**Task directions**
In the records below, find the line with "spot the balcony railing." and the line with "spot the palm tree.". Print both exactly, along with every line between them, and no other line.

**Dataset extract**
#####

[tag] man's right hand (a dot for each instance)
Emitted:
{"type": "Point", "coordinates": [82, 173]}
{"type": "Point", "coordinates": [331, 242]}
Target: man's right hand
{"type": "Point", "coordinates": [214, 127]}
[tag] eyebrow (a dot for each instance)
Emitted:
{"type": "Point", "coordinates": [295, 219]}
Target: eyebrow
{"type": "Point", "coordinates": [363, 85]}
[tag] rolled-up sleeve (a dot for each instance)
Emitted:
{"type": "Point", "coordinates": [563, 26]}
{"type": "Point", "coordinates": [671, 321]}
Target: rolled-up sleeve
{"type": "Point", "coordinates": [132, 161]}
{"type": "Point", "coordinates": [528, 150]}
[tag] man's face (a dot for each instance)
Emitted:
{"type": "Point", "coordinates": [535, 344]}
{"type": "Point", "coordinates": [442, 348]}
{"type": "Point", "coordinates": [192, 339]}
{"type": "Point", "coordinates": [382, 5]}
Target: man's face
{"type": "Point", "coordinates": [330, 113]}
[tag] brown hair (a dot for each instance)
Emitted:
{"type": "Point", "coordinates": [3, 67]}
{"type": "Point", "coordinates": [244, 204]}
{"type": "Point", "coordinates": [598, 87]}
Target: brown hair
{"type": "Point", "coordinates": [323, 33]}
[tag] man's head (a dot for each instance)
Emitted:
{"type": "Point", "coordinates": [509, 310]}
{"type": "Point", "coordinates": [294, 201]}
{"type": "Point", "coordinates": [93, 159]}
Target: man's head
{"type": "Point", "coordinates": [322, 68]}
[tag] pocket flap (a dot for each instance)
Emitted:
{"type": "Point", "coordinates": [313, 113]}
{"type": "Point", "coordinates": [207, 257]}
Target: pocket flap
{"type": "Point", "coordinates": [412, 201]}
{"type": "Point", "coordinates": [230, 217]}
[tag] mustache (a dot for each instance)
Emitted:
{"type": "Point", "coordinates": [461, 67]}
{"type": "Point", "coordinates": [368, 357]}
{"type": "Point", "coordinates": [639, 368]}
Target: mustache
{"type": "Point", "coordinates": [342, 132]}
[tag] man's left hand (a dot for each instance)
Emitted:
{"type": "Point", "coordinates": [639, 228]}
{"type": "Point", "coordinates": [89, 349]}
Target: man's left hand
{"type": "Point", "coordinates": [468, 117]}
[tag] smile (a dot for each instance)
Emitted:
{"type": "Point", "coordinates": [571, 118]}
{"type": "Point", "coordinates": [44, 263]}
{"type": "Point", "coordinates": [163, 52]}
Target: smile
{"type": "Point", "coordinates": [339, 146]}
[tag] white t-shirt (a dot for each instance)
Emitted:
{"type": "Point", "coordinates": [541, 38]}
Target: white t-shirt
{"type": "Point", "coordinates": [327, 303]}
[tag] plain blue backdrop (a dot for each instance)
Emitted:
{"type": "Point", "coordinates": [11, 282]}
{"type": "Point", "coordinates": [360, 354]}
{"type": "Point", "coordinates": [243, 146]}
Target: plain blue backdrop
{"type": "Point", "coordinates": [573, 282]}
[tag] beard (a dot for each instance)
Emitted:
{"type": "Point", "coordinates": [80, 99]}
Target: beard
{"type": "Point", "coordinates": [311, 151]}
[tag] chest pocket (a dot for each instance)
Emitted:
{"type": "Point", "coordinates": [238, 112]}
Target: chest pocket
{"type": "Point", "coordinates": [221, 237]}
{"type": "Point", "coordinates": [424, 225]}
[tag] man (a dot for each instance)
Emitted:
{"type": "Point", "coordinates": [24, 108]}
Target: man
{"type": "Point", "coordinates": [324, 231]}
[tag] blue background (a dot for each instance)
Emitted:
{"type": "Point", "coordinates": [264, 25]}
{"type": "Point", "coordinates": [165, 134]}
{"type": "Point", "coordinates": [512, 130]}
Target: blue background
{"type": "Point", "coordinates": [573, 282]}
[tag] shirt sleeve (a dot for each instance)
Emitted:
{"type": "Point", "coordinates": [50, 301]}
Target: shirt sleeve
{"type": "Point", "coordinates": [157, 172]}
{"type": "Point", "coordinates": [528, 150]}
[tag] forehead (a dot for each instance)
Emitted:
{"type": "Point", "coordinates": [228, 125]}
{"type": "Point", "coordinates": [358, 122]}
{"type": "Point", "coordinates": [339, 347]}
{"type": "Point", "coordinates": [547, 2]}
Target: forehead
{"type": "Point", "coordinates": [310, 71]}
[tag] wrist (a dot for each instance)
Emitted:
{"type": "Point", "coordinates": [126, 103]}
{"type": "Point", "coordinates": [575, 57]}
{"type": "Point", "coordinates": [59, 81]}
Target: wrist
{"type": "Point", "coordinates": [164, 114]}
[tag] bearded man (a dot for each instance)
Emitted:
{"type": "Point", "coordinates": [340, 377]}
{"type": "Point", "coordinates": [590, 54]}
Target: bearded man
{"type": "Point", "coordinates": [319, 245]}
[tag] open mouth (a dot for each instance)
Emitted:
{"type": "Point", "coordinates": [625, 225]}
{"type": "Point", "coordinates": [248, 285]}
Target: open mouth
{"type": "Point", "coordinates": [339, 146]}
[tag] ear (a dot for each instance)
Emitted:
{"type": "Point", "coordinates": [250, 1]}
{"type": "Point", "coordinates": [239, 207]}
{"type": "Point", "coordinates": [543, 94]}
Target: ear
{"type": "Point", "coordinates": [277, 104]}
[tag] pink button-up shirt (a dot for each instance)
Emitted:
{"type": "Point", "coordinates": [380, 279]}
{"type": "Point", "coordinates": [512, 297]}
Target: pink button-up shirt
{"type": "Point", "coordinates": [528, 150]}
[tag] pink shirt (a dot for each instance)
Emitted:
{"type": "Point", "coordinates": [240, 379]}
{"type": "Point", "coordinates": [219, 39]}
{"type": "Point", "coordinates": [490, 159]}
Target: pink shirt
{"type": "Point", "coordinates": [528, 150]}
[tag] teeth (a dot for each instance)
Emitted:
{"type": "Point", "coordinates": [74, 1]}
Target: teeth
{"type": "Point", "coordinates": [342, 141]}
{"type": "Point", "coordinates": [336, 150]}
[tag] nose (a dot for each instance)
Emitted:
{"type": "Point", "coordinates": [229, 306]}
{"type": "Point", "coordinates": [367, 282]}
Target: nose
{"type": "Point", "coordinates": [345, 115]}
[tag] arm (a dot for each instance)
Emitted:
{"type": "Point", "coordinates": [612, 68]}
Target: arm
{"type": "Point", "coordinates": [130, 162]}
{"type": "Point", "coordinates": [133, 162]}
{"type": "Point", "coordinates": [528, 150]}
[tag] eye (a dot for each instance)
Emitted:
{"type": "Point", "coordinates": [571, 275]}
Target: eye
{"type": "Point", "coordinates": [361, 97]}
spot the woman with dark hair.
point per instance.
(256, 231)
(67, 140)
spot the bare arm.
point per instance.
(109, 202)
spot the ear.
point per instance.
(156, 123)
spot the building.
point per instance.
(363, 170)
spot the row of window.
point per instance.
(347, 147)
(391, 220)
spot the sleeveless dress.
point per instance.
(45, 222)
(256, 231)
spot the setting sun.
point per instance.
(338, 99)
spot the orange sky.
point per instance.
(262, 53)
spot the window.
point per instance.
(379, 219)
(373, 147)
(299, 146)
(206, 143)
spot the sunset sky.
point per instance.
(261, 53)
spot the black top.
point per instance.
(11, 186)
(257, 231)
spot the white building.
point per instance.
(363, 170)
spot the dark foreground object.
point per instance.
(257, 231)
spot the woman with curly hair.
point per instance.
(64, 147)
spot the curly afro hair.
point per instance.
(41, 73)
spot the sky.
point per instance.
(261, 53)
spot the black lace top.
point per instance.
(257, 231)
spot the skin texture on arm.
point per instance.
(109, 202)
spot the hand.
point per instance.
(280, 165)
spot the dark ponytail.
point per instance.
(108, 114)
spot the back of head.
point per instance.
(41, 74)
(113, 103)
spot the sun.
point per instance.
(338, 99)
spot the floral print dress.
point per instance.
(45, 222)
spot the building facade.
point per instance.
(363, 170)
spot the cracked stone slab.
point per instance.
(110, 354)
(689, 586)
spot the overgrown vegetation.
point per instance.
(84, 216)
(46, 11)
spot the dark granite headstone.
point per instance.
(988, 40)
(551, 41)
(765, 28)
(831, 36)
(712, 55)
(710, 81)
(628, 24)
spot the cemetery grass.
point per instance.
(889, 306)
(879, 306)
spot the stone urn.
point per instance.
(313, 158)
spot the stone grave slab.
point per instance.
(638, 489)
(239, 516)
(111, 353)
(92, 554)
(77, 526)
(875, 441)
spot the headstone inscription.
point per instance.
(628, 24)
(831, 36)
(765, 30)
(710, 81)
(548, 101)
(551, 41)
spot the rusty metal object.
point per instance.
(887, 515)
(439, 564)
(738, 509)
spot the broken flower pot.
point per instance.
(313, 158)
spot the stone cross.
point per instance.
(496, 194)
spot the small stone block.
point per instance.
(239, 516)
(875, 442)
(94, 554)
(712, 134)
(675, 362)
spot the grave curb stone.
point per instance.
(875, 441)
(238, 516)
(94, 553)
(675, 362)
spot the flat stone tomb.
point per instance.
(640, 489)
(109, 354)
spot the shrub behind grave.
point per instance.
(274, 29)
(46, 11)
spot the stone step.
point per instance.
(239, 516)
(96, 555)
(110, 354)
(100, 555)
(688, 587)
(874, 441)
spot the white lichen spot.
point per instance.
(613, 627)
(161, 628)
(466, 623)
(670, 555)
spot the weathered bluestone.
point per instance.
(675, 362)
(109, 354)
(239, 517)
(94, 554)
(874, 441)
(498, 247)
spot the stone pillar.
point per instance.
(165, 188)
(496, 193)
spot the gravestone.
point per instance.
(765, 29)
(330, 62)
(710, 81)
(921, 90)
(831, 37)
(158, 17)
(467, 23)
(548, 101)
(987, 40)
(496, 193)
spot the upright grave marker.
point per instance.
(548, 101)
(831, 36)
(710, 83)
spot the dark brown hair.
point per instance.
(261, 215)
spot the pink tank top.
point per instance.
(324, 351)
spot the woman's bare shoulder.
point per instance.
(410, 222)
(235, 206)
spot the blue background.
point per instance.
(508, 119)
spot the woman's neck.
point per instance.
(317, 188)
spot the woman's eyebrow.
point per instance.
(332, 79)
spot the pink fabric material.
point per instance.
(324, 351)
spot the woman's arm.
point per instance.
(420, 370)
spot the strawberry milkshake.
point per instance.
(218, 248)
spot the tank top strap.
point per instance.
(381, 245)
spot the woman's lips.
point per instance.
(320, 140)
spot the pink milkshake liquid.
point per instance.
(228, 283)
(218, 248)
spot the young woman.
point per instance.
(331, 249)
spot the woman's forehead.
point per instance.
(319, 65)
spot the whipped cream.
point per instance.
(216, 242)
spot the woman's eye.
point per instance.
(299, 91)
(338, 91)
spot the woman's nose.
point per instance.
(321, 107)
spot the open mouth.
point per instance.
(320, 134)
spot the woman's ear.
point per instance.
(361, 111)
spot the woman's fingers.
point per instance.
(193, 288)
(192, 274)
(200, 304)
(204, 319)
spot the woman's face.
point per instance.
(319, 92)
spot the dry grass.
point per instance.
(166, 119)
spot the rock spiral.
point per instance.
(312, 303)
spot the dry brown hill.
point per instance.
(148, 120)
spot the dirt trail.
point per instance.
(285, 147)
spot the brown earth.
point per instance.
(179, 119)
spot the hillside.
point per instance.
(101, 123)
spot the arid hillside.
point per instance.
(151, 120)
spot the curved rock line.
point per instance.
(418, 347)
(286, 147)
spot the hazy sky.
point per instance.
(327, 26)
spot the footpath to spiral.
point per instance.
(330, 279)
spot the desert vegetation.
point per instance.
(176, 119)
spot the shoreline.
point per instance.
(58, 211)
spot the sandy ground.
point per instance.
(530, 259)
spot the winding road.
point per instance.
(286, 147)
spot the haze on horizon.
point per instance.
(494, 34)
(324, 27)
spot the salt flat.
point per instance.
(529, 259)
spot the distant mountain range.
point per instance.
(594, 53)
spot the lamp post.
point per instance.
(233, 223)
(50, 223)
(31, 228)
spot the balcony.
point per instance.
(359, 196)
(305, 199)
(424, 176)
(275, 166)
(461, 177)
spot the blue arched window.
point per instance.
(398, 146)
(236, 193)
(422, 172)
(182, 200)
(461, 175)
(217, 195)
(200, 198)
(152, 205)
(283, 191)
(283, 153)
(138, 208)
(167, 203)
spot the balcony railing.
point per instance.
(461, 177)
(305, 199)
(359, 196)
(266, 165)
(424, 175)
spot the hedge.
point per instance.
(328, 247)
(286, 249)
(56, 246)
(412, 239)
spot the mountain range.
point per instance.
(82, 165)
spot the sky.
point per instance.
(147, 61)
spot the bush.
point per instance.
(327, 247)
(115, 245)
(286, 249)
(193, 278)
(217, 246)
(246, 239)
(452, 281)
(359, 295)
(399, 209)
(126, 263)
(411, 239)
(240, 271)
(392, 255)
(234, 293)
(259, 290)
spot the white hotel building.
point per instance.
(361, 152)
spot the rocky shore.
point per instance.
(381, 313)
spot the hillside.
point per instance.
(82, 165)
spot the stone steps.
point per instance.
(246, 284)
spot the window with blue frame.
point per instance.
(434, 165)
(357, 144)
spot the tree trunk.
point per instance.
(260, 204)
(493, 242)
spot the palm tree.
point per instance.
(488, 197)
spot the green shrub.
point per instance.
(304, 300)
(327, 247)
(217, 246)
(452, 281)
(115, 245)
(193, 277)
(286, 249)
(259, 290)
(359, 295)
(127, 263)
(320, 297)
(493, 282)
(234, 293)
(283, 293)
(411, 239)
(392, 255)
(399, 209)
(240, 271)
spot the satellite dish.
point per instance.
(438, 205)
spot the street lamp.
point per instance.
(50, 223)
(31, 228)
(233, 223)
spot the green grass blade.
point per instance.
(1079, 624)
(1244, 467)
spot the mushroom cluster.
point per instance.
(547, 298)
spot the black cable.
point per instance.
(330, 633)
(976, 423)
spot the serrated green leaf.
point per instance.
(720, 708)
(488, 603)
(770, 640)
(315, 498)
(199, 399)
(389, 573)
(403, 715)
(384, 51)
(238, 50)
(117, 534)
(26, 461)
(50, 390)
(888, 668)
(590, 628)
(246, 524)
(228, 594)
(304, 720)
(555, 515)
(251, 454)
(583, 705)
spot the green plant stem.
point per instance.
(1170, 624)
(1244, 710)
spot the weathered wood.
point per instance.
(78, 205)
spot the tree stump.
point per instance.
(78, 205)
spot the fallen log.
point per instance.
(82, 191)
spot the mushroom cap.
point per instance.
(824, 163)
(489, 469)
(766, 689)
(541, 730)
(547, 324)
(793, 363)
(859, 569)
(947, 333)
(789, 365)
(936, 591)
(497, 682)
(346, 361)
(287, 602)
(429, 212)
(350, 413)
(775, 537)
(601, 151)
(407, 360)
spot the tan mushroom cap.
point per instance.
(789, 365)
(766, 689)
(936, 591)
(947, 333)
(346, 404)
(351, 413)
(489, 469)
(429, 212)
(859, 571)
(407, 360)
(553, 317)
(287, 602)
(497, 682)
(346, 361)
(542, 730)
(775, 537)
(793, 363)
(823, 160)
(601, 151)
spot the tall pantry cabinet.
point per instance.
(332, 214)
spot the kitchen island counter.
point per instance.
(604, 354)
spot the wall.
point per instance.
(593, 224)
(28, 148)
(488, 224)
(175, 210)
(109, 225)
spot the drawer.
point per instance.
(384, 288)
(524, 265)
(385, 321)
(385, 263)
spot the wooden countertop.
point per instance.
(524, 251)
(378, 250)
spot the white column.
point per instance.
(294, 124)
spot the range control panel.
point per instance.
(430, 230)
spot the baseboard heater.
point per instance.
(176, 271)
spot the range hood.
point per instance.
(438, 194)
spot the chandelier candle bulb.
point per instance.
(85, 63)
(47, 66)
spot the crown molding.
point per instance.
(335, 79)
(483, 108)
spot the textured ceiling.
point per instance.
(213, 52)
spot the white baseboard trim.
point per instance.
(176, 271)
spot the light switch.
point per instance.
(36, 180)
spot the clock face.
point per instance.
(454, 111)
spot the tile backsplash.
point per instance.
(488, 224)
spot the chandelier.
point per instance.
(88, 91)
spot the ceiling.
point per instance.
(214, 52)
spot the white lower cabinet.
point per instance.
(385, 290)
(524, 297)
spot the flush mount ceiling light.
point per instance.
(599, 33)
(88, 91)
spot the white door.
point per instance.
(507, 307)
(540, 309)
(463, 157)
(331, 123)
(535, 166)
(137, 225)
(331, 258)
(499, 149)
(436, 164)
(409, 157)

#####

**Task result**
spot the balcony railing.
point per instance.
(461, 177)
(305, 199)
(359, 196)
(266, 165)
(424, 175)
spot the hedge.
point per instance.
(328, 247)
(286, 249)
(56, 246)
(412, 239)
spot the mountain range.
point per instance.
(82, 165)
spot the sky.
point per instance.
(147, 61)
spot the bush.
point per instance.
(327, 247)
(115, 245)
(286, 249)
(193, 278)
(217, 246)
(246, 239)
(452, 281)
(359, 295)
(399, 209)
(126, 263)
(411, 239)
(240, 271)
(392, 255)
(234, 293)
(259, 290)
spot the white hotel building.
point per instance.
(361, 152)
spot the rocky shore.
point per instance.
(381, 313)
spot the hillside.
point per instance.
(82, 165)
spot the stone steps.
point per instance.
(246, 284)
spot the window with blue frame.
point per instance.
(434, 165)
(357, 144)
spot the tree trunk.
point per instance.
(260, 204)
(493, 242)
spot the palm tree.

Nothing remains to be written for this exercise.